• ABOUT THIS TASK: Print all entries word for word.

*** Opening of DATASET RECORDS ***

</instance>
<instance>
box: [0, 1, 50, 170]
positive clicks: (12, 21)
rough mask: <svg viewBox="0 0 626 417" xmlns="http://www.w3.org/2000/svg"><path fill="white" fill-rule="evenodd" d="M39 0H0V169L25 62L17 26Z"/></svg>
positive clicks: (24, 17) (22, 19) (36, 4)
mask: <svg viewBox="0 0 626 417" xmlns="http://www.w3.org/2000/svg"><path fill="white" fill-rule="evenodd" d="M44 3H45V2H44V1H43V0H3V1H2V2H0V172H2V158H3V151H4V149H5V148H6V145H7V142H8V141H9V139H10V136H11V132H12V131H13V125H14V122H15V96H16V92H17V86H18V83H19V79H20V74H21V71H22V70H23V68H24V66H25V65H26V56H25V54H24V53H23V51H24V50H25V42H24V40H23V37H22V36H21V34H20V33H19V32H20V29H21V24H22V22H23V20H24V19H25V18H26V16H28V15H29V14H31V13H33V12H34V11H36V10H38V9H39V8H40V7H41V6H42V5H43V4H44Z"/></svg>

*** Close of DATASET RECORDS ***

• TASK ANSWER:
</instance>
<instance>
box: [0, 1, 50, 170]
positive clicks: (12, 21)
rough mask: <svg viewBox="0 0 626 417" xmlns="http://www.w3.org/2000/svg"><path fill="white" fill-rule="evenodd" d="M39 0H0V169L25 62L17 26Z"/></svg>
positive clicks: (24, 17) (22, 19) (36, 4)
mask: <svg viewBox="0 0 626 417" xmlns="http://www.w3.org/2000/svg"><path fill="white" fill-rule="evenodd" d="M44 3H45V2H44V1H43V0H3V1H2V2H0V172H2V158H3V151H4V149H5V148H6V145H7V142H8V141H9V139H10V136H11V132H12V131H13V125H14V122H15V96H16V92H17V86H18V83H19V79H20V74H21V71H22V70H23V68H24V66H25V65H26V56H25V54H24V53H23V51H24V50H25V42H24V40H23V37H22V36H21V34H20V33H19V32H20V29H21V24H22V22H23V20H24V19H25V18H26V16H28V15H29V14H31V13H33V12H34V11H36V10H38V9H39V8H40V7H41V6H42V5H43V4H44Z"/></svg>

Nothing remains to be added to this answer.